#### Exercise text
★ ★ ★ ★

Oil-Spill Cleanup Makes Progress on Mexican Beaches, but Pollution Persists
MEXICO CITY Mexican state oil monopoly Petroleos Mexicanos on Monday announced it had recovered about two-thirds of the estimated 5,000-barrels of oil that spilled last week into a river feeding the Gulf of Mexico.
But major work remained to be done near the source of the spill on the Coatzacoalcos River in southern Veracruz state, according to a federal environmental regulator and Petroleos Mexicanos, or Pemex.
The spill occurred after an explosion Wednesday at a pumping station near Santiago Tuxtla, about 250 miles east-southeast of Mexico City. The blast caused a burst of high pressure that ruptured the oil line 70 miles (110 kms) away in Nanchital, just south of the Gulf port city of Coatzacoalcos.
Four of the five people injured in the explosion remained hospitalized Monday in Mexico City and Coatzacoalcos, with one man in grave condition, according to a news release by Pemex.
The most visible progress in the cleanup is along the southern Gulf Coast, where the oil reached about 40 kilometers (25 miles) of beaches, according to Mexican Environment Department Delegate Francisco Moreno, who surveyed the cleanup progress from the ground and air on Monday.
Moreno said about 90 percent of the oil along the coast has been removed.
Pemex announced that the beaches of Coatzacoalcos and Allende, which straddle a still heavily polluted river, are completely clean.

★ ★ ★ ★

#### Extracted information
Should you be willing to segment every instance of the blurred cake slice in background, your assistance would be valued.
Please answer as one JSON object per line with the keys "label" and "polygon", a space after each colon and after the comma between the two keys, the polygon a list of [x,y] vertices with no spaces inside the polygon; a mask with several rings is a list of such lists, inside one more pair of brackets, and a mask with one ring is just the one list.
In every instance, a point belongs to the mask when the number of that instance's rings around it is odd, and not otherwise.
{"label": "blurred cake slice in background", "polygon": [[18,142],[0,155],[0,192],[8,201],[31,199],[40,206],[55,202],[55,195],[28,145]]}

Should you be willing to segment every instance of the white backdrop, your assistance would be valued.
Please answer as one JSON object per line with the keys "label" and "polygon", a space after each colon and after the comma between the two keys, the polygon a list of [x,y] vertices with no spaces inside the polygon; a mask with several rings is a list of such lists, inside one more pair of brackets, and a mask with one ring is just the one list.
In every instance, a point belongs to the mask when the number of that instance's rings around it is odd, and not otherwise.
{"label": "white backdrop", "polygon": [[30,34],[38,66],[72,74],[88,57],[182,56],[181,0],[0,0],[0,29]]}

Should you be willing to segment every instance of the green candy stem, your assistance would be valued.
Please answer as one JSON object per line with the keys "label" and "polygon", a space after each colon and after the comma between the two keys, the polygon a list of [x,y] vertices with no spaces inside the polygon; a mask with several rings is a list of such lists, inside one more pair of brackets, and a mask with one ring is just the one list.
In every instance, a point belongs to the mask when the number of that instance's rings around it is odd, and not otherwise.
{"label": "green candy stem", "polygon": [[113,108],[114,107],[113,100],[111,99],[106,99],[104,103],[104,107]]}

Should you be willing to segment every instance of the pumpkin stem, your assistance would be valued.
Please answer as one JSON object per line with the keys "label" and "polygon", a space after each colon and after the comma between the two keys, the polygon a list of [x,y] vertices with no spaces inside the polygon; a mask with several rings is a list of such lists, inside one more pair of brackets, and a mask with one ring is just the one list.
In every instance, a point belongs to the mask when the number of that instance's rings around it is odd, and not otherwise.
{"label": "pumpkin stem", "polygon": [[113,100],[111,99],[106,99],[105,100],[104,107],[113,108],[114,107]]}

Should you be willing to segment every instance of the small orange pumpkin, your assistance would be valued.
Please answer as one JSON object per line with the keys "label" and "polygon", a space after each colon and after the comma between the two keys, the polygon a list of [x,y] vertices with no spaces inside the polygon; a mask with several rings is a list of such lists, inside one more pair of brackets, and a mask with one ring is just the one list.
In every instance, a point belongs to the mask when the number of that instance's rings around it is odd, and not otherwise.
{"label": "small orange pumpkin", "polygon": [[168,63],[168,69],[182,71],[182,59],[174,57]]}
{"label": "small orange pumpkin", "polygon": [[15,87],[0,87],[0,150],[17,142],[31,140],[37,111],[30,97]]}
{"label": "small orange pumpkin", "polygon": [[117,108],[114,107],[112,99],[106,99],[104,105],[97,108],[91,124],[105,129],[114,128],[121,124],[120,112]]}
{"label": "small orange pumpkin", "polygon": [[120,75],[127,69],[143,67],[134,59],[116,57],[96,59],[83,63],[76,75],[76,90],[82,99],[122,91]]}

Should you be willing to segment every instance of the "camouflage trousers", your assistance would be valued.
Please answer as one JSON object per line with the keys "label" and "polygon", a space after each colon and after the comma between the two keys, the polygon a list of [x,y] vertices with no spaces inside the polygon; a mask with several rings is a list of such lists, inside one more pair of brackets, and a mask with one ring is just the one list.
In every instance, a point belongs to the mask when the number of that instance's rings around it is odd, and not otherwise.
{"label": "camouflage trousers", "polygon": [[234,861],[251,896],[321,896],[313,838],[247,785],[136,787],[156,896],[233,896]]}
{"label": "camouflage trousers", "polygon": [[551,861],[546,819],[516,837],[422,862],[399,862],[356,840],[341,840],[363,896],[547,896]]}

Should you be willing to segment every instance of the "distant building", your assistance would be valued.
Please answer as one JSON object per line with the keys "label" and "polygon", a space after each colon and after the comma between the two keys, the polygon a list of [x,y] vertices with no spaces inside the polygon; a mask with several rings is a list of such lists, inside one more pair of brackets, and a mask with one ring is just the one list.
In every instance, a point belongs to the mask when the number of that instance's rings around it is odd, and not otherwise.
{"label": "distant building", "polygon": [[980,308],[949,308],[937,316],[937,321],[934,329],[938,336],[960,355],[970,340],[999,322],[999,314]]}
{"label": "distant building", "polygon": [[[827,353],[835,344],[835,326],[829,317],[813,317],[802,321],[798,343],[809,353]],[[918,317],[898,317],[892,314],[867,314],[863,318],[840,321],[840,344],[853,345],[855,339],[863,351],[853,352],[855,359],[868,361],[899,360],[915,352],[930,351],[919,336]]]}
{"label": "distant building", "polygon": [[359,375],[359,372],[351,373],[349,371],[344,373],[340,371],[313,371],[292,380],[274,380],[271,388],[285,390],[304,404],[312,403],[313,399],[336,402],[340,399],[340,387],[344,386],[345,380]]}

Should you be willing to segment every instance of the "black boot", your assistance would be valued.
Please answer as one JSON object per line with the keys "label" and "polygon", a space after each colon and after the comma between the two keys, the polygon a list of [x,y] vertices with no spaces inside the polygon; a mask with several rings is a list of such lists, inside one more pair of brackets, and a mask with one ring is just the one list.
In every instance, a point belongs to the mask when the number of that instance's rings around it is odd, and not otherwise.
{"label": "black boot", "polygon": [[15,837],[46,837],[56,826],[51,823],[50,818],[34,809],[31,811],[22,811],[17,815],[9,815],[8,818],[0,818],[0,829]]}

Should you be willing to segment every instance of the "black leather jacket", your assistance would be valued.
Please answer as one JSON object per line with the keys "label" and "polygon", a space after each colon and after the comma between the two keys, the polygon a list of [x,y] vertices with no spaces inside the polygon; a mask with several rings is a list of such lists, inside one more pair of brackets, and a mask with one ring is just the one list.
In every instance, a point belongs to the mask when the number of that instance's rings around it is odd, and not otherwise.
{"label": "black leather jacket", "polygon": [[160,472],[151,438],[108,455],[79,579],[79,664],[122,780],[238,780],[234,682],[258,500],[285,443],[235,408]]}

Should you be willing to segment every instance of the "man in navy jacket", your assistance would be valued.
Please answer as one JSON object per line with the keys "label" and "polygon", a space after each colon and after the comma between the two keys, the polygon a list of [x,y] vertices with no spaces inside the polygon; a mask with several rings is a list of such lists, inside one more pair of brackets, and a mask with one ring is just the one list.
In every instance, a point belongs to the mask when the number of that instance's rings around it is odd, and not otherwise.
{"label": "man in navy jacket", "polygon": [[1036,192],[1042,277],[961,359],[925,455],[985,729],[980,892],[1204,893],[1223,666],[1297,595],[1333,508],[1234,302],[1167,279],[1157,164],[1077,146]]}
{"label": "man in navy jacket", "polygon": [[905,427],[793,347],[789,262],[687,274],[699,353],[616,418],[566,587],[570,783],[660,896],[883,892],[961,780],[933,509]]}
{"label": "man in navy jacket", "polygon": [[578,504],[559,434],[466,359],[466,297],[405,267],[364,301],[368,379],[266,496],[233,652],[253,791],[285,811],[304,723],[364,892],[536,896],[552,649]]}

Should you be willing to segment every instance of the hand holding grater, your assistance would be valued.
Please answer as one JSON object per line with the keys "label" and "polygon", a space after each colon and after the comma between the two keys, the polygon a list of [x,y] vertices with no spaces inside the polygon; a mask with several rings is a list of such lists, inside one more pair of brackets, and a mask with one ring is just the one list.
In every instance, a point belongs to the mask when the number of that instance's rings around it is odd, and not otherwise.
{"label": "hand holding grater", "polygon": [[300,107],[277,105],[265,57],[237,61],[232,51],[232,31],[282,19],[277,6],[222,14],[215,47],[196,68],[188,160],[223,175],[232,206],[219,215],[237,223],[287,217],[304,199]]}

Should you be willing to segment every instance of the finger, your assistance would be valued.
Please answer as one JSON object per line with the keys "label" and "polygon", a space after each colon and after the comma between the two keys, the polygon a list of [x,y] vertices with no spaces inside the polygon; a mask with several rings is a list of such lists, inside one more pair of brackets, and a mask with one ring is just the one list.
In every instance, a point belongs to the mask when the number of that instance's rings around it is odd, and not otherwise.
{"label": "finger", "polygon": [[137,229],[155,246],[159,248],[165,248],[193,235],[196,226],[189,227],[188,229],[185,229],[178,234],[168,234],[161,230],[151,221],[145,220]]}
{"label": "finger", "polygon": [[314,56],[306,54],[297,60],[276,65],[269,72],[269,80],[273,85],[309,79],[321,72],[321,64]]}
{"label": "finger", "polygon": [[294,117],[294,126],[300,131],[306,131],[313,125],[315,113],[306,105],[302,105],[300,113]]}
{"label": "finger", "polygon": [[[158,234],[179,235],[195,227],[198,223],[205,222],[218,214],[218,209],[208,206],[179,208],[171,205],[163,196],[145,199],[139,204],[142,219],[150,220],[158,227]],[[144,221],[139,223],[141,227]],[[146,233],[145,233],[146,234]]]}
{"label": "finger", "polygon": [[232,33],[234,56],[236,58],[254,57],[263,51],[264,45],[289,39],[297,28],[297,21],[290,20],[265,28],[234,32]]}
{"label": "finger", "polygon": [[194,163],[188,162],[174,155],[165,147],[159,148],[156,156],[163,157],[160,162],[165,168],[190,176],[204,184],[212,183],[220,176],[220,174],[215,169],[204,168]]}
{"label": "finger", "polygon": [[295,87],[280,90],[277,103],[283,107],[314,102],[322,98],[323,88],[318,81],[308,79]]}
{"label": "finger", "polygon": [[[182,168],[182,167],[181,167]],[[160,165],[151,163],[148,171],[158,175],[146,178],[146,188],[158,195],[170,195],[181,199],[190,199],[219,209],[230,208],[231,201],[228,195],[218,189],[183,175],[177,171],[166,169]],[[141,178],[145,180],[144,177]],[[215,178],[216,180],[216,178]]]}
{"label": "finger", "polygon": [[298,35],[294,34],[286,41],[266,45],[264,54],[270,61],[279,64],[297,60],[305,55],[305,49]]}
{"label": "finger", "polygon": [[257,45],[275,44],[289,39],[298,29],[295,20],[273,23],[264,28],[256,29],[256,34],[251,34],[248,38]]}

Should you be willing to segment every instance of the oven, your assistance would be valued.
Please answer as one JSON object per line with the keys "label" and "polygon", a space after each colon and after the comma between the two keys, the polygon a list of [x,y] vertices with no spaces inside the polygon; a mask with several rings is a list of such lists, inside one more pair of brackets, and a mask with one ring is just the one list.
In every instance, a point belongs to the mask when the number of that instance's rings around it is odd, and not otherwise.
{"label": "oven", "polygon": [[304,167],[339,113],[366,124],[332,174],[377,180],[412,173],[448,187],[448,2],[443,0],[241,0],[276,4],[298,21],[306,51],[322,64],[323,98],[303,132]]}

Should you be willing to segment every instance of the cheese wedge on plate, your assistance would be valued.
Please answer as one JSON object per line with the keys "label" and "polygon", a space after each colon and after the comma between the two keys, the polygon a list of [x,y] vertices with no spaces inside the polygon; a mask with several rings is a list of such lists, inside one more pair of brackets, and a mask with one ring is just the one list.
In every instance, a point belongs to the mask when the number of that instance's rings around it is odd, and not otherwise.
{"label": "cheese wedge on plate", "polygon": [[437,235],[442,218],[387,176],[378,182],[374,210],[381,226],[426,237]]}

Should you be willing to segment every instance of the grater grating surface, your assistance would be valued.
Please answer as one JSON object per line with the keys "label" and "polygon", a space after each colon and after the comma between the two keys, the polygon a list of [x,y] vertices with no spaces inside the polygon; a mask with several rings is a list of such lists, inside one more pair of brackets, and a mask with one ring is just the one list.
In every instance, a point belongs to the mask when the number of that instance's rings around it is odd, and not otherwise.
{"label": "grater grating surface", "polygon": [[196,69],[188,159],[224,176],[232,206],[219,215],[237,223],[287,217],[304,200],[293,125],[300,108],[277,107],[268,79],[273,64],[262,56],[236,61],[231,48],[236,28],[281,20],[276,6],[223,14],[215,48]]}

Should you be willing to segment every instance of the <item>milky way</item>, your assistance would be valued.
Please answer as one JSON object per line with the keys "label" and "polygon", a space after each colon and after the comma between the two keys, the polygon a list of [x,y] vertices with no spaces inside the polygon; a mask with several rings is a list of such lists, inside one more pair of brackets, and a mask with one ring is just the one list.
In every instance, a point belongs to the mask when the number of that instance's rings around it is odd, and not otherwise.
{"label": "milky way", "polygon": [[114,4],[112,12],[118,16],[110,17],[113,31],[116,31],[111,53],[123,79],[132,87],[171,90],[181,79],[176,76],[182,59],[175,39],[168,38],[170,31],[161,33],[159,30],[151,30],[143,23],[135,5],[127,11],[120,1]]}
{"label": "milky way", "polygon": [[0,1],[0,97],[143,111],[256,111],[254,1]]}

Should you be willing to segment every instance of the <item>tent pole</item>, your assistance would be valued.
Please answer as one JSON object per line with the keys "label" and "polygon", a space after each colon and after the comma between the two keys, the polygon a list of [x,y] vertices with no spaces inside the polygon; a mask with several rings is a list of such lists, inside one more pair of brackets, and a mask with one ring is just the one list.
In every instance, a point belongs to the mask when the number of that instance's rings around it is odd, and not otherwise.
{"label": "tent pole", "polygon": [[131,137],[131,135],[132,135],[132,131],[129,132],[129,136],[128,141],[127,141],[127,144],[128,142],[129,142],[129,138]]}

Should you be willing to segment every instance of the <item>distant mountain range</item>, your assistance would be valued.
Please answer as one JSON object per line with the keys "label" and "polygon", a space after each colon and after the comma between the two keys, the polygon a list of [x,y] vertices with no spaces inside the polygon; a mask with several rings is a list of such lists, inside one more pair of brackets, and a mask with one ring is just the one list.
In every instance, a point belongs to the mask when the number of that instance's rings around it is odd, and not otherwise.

★ ★ ★ ★

#### Tasks for this exercise
a – Reproduce the oil-spill article verbatim from "But major work" to "city of Coatzacoalcos.".
b – Summarize the oil-spill article in two sentences.
c – Write the next few sentences of the oil-spill article, picking up after its final sentence.
The items have no connection to the oil-spill article.

#### Response list
a –
But major work remained to be done near the source of the spill on the Coatzacoalcos River in southern Veracruz state, according to a federal environmental regulator and Petroleos Mexicanos, or Pemex.
The spill occurred after an explosion Wednesday at a pumping station near Santiago Tuxtla, about 250 miles east-southeast of Mexico City. The blast caused a burst of high pressure that ruptured the oil line 70 miles (110 kms) away in Nanchital, just south of the Gulf port city of Coatzacoalcos.

b – Pemex announced on Monday that it had recovered about two-thirds of the estimated 5,000 barrels of oil that spilled last week into the Coatzacoalcos River, after an explosion at a pumping station caused a pressure burst that ruptured an oil line in Nanchital. The most visible progress is along the southern Gulf Coast, where about 90 percent of the oil on roughly 40 kilometers of beaches has been removed, but major work remains near the source of the spill.

c –
About 4,400 cubic meters of lilies and other oil-soaked vegetation had been cleared from the Coatzacoalcos River, as a state university begins to study the impact of the spill on the river and coastal ecosystems, Moreno said.
The state oil company estimated it had collected about 45 percent of the 11,000 cubic meters (390,000 cubic feet) of material soaked by the spill.
Prosecutors at the Environment Department are still considering a criminal complaint against Pemex, which could be fined it as much as US$200,000 (euro148,000) for the spill.
Reporting on the public-health consequences of the spill, Pemex said its medical services have treated 24 people at a company hospital in Nanchital and 59 patients in house calls after receiving reports of migraine headaches and irritation of the mouth, nose and throat.
About 300 people continue to work in the cleanup effort.